▶ [Your instructions]: Transcribe the records in full, keeping every word exactly as given.

(Supplied records begins)

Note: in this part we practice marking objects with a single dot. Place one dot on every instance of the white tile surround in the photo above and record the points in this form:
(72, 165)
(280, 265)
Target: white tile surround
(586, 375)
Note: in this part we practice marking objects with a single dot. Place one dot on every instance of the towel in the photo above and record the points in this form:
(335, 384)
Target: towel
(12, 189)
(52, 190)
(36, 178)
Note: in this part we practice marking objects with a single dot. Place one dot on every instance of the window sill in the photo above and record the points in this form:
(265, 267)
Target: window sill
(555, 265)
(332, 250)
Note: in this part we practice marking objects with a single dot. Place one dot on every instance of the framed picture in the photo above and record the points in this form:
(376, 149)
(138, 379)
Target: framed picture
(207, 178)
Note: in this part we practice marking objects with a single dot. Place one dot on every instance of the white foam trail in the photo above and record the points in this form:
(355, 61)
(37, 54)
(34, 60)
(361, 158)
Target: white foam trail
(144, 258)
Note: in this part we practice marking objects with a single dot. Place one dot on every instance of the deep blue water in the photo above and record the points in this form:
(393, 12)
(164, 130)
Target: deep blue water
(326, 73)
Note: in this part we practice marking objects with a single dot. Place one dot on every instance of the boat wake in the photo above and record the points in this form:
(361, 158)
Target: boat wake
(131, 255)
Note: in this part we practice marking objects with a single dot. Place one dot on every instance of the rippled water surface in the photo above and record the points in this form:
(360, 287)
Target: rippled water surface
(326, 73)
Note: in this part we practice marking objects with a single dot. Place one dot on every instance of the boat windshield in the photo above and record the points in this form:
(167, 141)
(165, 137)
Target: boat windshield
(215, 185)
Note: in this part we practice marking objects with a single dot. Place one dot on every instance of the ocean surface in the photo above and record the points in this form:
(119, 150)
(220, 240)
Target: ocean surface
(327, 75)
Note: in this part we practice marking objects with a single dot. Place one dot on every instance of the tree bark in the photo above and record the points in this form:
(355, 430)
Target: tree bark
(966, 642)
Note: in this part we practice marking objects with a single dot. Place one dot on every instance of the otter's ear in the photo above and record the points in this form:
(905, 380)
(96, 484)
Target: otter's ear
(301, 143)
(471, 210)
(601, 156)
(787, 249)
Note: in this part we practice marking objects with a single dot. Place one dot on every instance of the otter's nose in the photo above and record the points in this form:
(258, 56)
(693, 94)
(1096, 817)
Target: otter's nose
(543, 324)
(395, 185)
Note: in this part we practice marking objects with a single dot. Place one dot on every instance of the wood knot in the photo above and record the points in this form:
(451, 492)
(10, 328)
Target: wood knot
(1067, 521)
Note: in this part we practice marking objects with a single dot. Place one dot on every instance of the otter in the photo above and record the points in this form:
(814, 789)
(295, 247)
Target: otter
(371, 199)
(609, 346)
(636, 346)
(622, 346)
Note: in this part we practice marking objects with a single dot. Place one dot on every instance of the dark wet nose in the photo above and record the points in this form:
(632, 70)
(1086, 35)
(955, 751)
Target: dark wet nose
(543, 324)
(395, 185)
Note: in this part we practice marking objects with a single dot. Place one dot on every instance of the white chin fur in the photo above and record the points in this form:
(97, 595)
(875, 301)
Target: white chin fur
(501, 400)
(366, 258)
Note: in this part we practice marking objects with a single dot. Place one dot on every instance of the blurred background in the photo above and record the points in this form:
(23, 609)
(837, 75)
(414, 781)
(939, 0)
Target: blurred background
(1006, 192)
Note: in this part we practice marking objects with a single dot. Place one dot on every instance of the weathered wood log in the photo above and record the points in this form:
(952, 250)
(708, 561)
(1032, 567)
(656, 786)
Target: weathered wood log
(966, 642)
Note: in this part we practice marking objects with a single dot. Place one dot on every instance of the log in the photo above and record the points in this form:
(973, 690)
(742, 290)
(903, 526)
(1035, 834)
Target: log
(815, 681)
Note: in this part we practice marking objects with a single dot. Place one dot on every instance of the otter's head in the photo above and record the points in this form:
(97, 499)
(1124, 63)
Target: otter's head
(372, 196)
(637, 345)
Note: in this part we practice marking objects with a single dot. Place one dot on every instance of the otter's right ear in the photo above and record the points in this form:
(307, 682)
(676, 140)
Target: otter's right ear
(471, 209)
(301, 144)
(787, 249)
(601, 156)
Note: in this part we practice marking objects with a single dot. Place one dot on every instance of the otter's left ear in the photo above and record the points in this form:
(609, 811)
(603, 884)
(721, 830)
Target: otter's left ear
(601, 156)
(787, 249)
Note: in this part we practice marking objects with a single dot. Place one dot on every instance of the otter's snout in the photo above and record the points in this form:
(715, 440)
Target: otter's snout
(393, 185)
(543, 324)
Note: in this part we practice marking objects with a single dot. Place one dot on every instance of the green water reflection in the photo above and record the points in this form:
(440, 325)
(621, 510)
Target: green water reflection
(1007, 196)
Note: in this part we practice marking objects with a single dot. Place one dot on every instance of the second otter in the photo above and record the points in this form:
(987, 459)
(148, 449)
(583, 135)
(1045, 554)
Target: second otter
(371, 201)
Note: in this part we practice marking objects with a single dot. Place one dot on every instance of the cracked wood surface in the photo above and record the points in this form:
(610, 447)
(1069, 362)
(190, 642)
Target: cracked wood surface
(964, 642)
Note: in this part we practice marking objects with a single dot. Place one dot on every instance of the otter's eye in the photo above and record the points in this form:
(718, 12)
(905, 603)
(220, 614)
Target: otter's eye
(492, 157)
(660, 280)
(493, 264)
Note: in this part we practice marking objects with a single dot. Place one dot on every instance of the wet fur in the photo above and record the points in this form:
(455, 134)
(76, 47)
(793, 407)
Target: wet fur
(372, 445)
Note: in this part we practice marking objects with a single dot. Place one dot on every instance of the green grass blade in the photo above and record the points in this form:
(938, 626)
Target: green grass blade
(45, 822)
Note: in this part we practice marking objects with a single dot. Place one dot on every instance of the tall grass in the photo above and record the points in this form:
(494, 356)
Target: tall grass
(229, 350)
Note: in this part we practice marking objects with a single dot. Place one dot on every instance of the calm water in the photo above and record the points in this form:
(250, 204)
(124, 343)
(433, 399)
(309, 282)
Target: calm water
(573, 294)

(Supplied records ends)

▶ [Written response]:
Note: in this part we practice marking objects with a single dot. Place one dot on every instance of the white tile surround in the photo above and record the points in this form:
(72, 165)
(280, 265)
Target: white tile surround
(586, 375)
Note: in this part we practice marking objects with a single dot. Place one dot on every instance of the towel in the photo above and record the points in this form:
(335, 384)
Target: towel
(12, 189)
(52, 190)
(36, 178)
Note: in this part we practice marking objects with a single dot. Place one dot on every instance of the window sill in the photo above and record the points in this form:
(265, 267)
Target: window sill
(555, 265)
(332, 250)
Note: in this part we practice marking objects with a single dot. Place one dot on every instance of the framed picture in the photo above and record the points in this form:
(376, 149)
(138, 379)
Target: framed picture
(207, 178)
Note: in this part we practice marking objects with a single dot. Place one dot on every instance of the white foam trail in the photo above and record the points in this form:
(355, 61)
(37, 54)
(34, 60)
(361, 158)
Target: white foam trail
(144, 258)
Note: in this part we practice marking objects with a single dot. Place one dot on every instance of the deep blue water in the photo above and record the points in this form:
(393, 12)
(164, 130)
Target: deep blue water
(326, 73)
Note: in this part we practice marking objects with a single dot. Place one dot on every instance of the boat wake in the photo above and record the points in this form:
(361, 158)
Target: boat wake
(131, 255)
Note: in this part we practice marking objects with a single dot. Place one dot on every instance of the rippled water surface in the photo above and record the points in this form:
(360, 287)
Target: rippled water surface
(326, 73)
Note: in this part we practice marking objects with a single dot. Place one dot on every instance of the boat windshield in the photo above and record the points in this form:
(167, 141)
(165, 137)
Target: boat windshield
(215, 185)
Note: in this part we practice marking objects with a single dot. Place one dot on every instance of the ocean surface in the photo above and record the points in this form:
(119, 150)
(220, 240)
Target: ocean surface
(327, 75)
Note: in this part we practice marking objects with a single dot. Place one dot on every instance of the tree bark in the photo above and record the points in this form:
(355, 430)
Target: tree bark
(966, 642)
Note: in this part we practice marking objects with a single dot. Place one dot on every instance of the otter's ear in the photo above and record the points in this form:
(905, 380)
(96, 484)
Target: otter's ear
(301, 143)
(471, 210)
(601, 156)
(787, 249)
Note: in this part we practice marking objects with a single dot. Place one dot on every instance of the otter's nose in the photo above and record the points in this form:
(258, 56)
(693, 94)
(1096, 817)
Target: otter's nose
(543, 324)
(395, 185)
Note: in this part we practice marking objects with a single dot. Place one dot on every instance of the wood knot in the photo above and record the points in this form:
(451, 492)
(10, 328)
Target: wood knot
(1067, 521)
Note: in this part we practice marking objects with a single dot. Place one dot on every instance of the otter in the photo above and record the points in this form:
(814, 789)
(295, 247)
Target: otter
(371, 199)
(609, 346)
(636, 346)
(622, 346)
Note: in this part we practice marking objects with a single dot. Place one dot on every instance of the dark wet nose in the photo above and record the points in this form:
(632, 70)
(1086, 35)
(955, 751)
Target: dark wet nose
(543, 324)
(395, 185)
Note: in this part we practice marking objects with a single dot. Place one dot on every instance of the white chin fur in the photo above and record the points in this form:
(97, 595)
(875, 301)
Target: white chin fur
(501, 400)
(366, 258)
Note: in this part we practice marking objects with a single dot. Place one dot on every instance of the blurred background in the photo above and record the points in this form:
(23, 609)
(837, 75)
(414, 781)
(939, 0)
Target: blurred background
(1006, 192)
Note: in this part we practice marking objects with a single dot. Place one dot on every instance of the weathered wood log in the photo above and record the points in this form:
(952, 250)
(708, 561)
(1032, 567)
(656, 786)
Target: weathered wood log
(966, 642)
Note: in this part we practice marking objects with a single dot. Place one dot on every instance of the log in the photo above and record the points in this form:
(973, 690)
(742, 290)
(903, 526)
(1035, 834)
Target: log
(815, 681)
Note: in this part we practice marking objects with a single dot. Place one dot on every instance of the otter's head in the photo above and record the points in this form:
(97, 499)
(1124, 63)
Target: otter's head
(372, 196)
(637, 345)
Note: in this part we practice marking objects with a single dot. Place one dot on every instance of the otter's right ear in the photo above and record the points in this form:
(307, 682)
(676, 140)
Target: otter's right ear
(471, 209)
(301, 144)
(787, 249)
(601, 156)
Note: in this part we practice marking objects with a single dot. Place one dot on every instance of the otter's left ear in the photo above and record the points in this form:
(609, 811)
(603, 884)
(721, 830)
Target: otter's left ear
(601, 156)
(787, 249)
Note: in this part we practice marking objects with a single dot. Place one dot on every instance of the otter's snout in the photo above and record the points in this form:
(715, 440)
Target: otter's snout
(393, 185)
(543, 324)
Note: in this part we practice marking objects with a single dot. Place one dot on every instance of the green water reflection in the photo above and record the points in this form:
(440, 325)
(621, 510)
Target: green water reflection
(1007, 196)
Note: in this part we practice marking objects with a single dot. Place one dot on every instance of the second otter in the photo above and record the points in this form:
(987, 459)
(148, 449)
(583, 135)
(1045, 554)
Target: second otter
(371, 201)
Note: in this part we practice marking objects with a single dot. Place one dot on every instance of the cracked wood surface in the photo above and record the points in this form:
(610, 447)
(1069, 362)
(190, 642)
Target: cracked wood surface
(964, 642)
Note: in this part we practice marking objects with a single dot. Place one dot on every instance of the otter's eye in the photo above and record the points in this form:
(718, 12)
(905, 603)
(220, 614)
Target: otter's eye
(492, 157)
(660, 280)
(493, 264)
Note: in this part we practice marking objects with a single dot. Place one dot on every instance of the wet fur in the photo above and record the points in this form:
(455, 134)
(76, 47)
(793, 407)
Target: wet fur
(372, 445)
Note: in this part we practice marking objects with a single dot. Place one dot on every instance of the green grass blade in the photo above and record the points in this form:
(938, 626)
Target: green grass blade
(45, 822)
Note: in this part we practice marking objects with a single dot. Place one dot on every instance of the tall grass in the photo above and record the points in this form:
(494, 356)
Target: tall grass
(229, 350)
Note: in this part we practice marking objects with a single dot. Place one dot on every instance of the calm water in the photo above and record the points in this form:
(250, 204)
(124, 343)
(433, 399)
(309, 282)
Target: calm water
(573, 294)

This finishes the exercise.